TEKS ARTIKEL:
# # #

Tag Archives: murur

Saatnya Memperbarui Fikih Haji


Jakarta

Saya memulai mendiskusikan tema di atas dengan sebuah “disclaimer” bahwa saya bukan ahli fikih. Saya pernah belajar fikih di madrasah, tetapi tidak membuat saya menjadi “faqih”. Saya tidak mengambil jurusan hukum Islam dan tidak pernah duduk khusus mengaji kitab-kitab fikih.

Ketertarikan saya pada tema di atas dasarnya adalah pengalaman saya menyelami proses dan dinamika penyelenggaraan haji pada tahun 2024 dengan menjadi anggota Tim Monitoring dan Evaluasi (Monev) penyelenggaraan haji yang dibentuk oleh Kementerian Agama. Dengan menjadi Tim Monev, saya memiliki kesempatan berharga untuk menyelami ragam dinamika haji di lapangan.

Jadi diskusi tema di atas dipicu oleh kesadaran empirik saya sebagai petugas haji, bukan sebagai “specialist” dalam dunia fikih. Karenanya saya hanya ingin mencermati tataran sosiologisnya, bukan membedah fikih haji secara substantif.


Setelah saya menyerap informasi dari berbagai pihak yang terkait dengan haji, saya mengajukan sebuah klaim bahwa penyelenggaraan haji tahun ini sangat baik dan diyakini jauh lebih baik dibanding tahun-tahun sebelumnya, atau lebih ekstremnya, yang terbaik sepanjang sejarah penyelenggaraan haji.

“Murur” untuk “Hifzh al-Nafs”

Salah satu isu penting yang menjadi pendorong bagi suksesnya pelaksanaan haji tahun ini adalah keputusan Pemerintah Indonesia, dalam hal ini Kementerian Agama (Kemenag), untuk memaksimalkan ikhtiar bagi keselamatan jiwa para jemaah.

# # #

PERMINTAAN TERTULIS 1:
Tulis ulang baris-baris data di bawah sebagai daftar bernomor tanpa baris kosong. Mulai dari baris yang memuat "of the smile" dan teruskan sampai baris yang memuat "column 258, row 531", dengan kedua baris itu ikut disertakan.
Artikel di atas tidak ada kaitannya dengan baris-baris data.

(Cuplikan dataset penunjukan)
# # #

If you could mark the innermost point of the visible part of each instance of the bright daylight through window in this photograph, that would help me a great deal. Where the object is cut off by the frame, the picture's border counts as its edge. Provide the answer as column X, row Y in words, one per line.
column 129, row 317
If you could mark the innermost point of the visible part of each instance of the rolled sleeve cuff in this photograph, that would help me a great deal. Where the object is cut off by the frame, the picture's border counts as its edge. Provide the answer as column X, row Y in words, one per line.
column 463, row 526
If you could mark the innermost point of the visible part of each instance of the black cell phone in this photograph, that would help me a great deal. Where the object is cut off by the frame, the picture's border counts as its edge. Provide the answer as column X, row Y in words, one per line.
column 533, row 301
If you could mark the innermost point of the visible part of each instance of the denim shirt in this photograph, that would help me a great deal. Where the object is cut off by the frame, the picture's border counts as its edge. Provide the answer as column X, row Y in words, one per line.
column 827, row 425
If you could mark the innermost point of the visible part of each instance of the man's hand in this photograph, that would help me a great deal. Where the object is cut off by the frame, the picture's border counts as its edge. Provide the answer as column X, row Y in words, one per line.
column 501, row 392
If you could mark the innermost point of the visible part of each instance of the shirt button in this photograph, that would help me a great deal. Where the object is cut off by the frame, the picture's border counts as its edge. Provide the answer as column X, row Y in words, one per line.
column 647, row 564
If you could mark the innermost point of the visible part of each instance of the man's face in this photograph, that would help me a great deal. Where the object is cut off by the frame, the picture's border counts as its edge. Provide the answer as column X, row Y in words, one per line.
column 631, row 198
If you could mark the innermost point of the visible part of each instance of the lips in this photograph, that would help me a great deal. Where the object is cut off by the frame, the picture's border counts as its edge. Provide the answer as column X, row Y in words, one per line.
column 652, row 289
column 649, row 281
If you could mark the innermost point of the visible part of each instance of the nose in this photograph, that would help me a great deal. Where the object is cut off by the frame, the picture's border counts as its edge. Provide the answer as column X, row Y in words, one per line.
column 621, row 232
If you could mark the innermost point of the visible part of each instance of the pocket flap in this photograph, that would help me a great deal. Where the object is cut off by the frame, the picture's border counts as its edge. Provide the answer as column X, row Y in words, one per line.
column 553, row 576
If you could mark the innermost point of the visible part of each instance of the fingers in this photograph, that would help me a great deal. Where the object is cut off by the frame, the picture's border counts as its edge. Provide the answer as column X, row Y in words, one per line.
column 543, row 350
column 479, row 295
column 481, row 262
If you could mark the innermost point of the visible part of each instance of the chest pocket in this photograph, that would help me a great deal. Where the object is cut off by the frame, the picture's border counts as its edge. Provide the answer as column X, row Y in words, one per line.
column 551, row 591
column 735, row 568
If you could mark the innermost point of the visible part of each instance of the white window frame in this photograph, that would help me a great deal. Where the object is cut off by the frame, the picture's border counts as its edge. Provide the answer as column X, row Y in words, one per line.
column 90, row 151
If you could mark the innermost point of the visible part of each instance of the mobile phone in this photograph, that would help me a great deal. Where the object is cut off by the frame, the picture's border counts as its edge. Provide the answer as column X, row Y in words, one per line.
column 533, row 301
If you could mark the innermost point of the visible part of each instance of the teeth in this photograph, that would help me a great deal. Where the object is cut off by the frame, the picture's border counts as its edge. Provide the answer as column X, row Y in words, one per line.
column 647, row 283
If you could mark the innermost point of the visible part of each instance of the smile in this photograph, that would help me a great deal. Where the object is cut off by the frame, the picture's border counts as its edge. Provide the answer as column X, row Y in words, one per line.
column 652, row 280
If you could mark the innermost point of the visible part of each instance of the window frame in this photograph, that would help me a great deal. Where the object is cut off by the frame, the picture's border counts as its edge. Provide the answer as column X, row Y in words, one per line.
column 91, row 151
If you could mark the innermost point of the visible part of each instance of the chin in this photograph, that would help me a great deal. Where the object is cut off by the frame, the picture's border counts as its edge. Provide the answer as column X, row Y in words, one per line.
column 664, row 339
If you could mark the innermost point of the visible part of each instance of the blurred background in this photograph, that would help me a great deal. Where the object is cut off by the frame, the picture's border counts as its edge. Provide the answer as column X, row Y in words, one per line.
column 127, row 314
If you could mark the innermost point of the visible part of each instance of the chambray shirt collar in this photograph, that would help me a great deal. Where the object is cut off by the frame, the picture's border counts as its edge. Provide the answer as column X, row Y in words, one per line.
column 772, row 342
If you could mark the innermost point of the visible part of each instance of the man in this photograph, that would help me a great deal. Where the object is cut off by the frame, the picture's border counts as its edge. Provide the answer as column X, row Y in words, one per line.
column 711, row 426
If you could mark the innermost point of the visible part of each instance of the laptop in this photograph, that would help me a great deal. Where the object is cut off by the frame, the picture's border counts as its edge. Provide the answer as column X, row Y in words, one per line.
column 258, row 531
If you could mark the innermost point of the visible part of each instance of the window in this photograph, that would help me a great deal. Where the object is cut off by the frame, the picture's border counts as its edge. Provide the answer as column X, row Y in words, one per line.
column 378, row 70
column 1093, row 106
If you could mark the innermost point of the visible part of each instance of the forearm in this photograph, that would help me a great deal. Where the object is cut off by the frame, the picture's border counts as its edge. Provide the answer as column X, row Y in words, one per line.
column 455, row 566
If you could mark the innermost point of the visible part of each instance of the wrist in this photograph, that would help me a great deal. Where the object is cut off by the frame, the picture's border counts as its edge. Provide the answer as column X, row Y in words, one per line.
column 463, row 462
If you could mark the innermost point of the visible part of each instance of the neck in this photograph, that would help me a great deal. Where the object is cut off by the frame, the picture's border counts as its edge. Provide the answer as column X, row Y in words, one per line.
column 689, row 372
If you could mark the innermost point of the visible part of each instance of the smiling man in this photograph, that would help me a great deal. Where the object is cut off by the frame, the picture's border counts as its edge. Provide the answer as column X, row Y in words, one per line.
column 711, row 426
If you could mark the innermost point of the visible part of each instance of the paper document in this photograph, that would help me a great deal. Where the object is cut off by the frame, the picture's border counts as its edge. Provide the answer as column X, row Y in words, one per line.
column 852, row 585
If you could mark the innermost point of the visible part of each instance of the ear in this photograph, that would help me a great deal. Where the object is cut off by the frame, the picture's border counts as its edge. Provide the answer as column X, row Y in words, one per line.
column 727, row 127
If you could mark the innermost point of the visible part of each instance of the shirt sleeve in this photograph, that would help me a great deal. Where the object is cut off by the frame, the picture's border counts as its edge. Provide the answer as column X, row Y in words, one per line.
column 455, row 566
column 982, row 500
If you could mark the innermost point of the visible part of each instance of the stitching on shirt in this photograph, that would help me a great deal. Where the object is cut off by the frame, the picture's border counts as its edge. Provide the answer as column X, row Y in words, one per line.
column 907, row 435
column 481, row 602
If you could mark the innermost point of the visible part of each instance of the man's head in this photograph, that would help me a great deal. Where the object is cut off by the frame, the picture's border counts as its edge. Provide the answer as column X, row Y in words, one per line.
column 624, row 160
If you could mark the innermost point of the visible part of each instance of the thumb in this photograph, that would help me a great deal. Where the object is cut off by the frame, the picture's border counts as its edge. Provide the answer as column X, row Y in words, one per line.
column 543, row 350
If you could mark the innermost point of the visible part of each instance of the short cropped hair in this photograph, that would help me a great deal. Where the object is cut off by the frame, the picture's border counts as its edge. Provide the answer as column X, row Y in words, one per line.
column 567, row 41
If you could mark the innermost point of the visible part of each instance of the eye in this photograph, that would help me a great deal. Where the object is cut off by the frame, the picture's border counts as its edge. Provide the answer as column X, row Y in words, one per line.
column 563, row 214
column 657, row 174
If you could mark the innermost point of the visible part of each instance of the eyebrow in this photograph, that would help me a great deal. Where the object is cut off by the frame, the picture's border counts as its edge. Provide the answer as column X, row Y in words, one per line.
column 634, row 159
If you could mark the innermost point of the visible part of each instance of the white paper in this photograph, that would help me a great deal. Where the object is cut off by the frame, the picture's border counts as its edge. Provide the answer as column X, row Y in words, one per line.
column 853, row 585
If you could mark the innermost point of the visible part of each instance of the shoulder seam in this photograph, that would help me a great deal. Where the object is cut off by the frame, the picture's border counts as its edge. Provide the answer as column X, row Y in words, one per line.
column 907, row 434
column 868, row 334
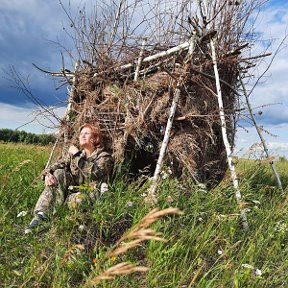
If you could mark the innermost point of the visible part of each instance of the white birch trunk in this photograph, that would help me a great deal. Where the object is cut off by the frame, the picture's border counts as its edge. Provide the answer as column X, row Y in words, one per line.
column 140, row 60
column 68, row 109
column 224, row 132
column 151, row 197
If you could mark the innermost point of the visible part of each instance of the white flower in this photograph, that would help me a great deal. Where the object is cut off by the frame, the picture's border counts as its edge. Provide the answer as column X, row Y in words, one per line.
column 22, row 214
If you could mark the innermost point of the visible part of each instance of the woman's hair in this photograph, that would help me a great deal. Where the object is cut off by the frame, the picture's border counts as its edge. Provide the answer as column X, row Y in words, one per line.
column 96, row 133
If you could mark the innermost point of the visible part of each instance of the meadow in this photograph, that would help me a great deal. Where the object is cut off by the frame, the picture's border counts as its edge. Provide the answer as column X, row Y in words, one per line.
column 206, row 246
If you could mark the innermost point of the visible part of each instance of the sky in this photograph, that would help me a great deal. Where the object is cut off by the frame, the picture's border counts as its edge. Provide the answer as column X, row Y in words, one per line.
column 31, row 31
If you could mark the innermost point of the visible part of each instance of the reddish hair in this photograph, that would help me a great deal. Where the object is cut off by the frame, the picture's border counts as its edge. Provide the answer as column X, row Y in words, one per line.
column 96, row 133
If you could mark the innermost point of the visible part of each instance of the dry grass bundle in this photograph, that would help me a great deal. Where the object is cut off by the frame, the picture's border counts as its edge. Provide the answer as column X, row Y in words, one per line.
column 132, row 109
column 132, row 238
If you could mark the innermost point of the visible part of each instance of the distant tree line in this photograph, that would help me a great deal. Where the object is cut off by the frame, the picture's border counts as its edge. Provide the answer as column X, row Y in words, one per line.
column 15, row 136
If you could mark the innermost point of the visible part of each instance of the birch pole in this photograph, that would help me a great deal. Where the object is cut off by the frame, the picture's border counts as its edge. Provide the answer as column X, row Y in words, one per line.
column 224, row 131
column 151, row 197
column 68, row 109
column 261, row 137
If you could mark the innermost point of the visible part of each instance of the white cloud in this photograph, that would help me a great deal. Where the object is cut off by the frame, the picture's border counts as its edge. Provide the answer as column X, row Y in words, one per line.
column 13, row 117
column 275, row 136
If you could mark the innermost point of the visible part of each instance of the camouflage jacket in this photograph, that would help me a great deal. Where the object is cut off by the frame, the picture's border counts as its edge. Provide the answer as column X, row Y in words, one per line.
column 95, row 168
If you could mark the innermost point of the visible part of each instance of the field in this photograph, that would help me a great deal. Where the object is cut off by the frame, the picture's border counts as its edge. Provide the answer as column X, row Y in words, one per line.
column 205, row 247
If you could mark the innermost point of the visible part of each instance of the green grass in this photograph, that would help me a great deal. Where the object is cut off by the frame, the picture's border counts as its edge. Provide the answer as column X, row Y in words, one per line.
column 206, row 247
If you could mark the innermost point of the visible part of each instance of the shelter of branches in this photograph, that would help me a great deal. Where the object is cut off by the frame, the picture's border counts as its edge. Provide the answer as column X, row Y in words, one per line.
column 127, row 77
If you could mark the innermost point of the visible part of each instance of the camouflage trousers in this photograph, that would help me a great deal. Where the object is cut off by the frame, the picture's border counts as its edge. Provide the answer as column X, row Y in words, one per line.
column 53, row 197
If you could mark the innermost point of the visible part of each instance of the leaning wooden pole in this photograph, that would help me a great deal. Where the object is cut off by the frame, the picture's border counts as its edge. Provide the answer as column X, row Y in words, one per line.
column 67, row 117
column 224, row 131
column 261, row 137
column 151, row 196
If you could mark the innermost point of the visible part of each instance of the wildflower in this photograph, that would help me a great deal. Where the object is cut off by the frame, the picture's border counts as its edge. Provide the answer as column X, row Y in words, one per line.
column 164, row 175
column 129, row 204
column 247, row 266
column 169, row 199
column 94, row 260
column 113, row 259
column 258, row 272
column 103, row 188
column 220, row 252
column 22, row 214
column 81, row 227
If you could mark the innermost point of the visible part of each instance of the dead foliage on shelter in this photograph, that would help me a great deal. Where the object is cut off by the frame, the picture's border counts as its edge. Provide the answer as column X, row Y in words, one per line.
column 127, row 78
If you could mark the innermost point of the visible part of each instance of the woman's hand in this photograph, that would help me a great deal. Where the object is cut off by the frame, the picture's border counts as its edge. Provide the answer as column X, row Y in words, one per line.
column 50, row 180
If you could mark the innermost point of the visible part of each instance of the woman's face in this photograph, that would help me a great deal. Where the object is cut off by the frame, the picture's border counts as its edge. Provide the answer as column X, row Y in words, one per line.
column 86, row 138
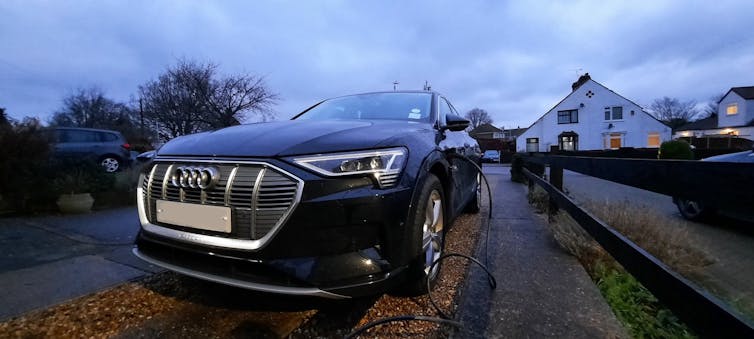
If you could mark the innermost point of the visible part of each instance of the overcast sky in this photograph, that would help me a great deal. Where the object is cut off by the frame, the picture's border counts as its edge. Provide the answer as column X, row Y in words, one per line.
column 515, row 59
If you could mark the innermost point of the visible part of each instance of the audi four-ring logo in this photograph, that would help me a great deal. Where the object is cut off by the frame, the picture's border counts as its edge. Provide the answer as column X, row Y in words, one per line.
column 195, row 177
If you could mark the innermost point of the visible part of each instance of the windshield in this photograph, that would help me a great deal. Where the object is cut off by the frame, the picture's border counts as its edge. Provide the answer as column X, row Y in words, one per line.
column 380, row 106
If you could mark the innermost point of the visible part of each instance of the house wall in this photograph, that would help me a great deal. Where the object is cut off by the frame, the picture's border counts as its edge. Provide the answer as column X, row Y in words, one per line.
column 745, row 111
column 592, row 126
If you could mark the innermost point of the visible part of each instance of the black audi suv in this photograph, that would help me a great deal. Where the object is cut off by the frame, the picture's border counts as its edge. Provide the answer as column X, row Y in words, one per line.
column 351, row 197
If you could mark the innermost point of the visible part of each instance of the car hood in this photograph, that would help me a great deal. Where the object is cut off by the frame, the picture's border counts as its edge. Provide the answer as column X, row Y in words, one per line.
column 292, row 137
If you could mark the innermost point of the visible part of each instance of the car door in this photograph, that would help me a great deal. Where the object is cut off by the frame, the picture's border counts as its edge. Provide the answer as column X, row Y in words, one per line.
column 463, row 176
column 77, row 143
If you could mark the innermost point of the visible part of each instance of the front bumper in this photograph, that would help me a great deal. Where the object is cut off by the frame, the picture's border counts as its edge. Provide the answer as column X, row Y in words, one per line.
column 345, row 238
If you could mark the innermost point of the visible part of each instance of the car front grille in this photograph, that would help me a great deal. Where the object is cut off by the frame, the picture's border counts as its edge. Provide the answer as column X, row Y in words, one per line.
column 260, row 196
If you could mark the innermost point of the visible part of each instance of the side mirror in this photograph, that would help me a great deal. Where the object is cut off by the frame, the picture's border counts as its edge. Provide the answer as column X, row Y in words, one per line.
column 455, row 123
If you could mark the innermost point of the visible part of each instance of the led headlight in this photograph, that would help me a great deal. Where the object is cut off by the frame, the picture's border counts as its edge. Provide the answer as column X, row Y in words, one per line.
column 384, row 165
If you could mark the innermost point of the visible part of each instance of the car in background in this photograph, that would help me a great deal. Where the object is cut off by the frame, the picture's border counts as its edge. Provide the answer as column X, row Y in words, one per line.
column 491, row 156
column 108, row 148
column 695, row 210
column 352, row 197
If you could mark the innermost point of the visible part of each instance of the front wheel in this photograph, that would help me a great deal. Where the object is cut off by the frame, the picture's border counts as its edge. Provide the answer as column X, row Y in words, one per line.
column 691, row 210
column 429, row 221
column 110, row 164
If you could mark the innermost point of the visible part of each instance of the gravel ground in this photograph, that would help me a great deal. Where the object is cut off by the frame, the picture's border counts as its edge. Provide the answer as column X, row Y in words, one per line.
column 173, row 306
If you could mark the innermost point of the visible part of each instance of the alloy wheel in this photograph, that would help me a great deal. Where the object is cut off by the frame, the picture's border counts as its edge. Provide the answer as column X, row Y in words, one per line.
column 432, row 233
column 110, row 164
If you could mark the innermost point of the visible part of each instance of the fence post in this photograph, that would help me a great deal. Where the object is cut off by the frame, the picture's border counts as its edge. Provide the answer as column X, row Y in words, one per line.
column 556, row 179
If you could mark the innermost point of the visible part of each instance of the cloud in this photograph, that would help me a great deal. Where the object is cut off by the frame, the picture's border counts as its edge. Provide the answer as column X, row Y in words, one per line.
column 514, row 59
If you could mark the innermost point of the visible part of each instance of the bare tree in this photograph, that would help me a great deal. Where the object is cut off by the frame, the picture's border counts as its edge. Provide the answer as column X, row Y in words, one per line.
column 478, row 117
column 91, row 108
column 673, row 112
column 232, row 98
column 190, row 98
column 711, row 108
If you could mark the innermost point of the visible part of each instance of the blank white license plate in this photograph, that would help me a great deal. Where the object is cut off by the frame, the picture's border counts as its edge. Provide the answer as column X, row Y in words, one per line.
column 211, row 218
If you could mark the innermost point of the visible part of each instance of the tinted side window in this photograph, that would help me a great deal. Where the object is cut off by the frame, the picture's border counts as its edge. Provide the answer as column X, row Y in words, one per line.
column 79, row 136
column 108, row 137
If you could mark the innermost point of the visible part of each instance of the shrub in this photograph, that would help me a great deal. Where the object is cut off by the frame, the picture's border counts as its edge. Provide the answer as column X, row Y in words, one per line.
column 675, row 149
column 76, row 176
column 24, row 150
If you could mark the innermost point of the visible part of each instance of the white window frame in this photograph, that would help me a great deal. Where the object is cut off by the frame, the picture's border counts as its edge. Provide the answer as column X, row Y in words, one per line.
column 610, row 112
column 733, row 105
column 659, row 139
column 609, row 137
column 529, row 145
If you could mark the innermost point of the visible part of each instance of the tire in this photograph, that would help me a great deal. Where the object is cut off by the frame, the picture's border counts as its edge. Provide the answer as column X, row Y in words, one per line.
column 692, row 210
column 110, row 163
column 429, row 236
column 474, row 205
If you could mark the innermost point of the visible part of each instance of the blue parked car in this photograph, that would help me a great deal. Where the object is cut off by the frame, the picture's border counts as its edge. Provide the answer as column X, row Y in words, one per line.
column 108, row 148
column 694, row 210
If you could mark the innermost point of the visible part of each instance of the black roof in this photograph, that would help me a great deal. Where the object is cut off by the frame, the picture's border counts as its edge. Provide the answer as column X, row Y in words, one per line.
column 745, row 92
column 701, row 124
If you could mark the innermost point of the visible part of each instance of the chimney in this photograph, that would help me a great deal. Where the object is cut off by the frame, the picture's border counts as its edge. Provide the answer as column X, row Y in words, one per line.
column 582, row 79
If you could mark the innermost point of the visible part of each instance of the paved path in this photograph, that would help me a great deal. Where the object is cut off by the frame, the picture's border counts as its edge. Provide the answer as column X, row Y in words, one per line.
column 542, row 290
column 48, row 260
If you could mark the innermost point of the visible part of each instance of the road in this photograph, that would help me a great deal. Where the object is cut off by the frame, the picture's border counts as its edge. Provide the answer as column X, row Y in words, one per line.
column 728, row 242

# # #

PERMINTAAN TERTULIS 2:
Terjemahkan kalimat dari artikel tentang fikih haji ini ke dalam bahasa Inggris: "Karenanya saya hanya ingin mencermati tataran sosiologisnya, bukan membedah fikih haji secara substantif."

PENYELESAIAN MASALAH 1:
1. If you could mark the innermost point of the visible part of each instance of the smile in this photograph, that would help me a great deal. Where the object is cut off by the frame, the picture's border counts as its edge. Provide the answer as column X, row Y in words, one per line.
2. column 652, row 280
3. If you could mark the innermost point of the visible part of each instance of the window frame in this photograph, that would help me a great deal. Where the object is cut off by the frame, the picture's border counts as its edge. Provide the answer as column X, row Y in words, one per line.
4. column 91, row 151
5. If you could mark the innermost point of the visible part of each instance of the chin in this photograph, that would help me a great deal. Where the object is cut off by the frame, the picture's border counts as its edge. Provide the answer as column X, row Y in words, one per line.
6. column 664, row 339
7. If you could mark the innermost point of the visible part of each instance of the blurred background in this photograph, that would help me a great deal. Where the object is cut off by the frame, the picture's border counts as its edge. Provide the answer as column X, row Y in words, one per line.
8. column 127, row 314
9. If you could mark the innermost point of the visible part of each instance of the chambray shirt collar in this photograph, that would help me a great deal. Where the object is cut off by the frame, the picture's border counts as its edge. Provide the answer as column X, row Y in words, one per line.
10. column 772, row 342
11. If you could mark the innermost point of the visible part of each instance of the man in this photograph, that would help me a great deal. Where the object is cut off by the frame, the picture's border counts as its edge. Provide the answer as column X, row Y in words, one per line.
12. column 711, row 426
13. If you could mark the innermost point of the visible part of each instance of the laptop in this photograph, that would help me a great deal. Where the object is cut off by the frame, the picture's border counts as its edge. Provide the answer as column X, row Y in words, one per line.
14. column 258, row 531

PENYELESAIAN MASALAH 2:
Therefore, I only want to examine its sociological level, not to dissect hajj fiqh substantively.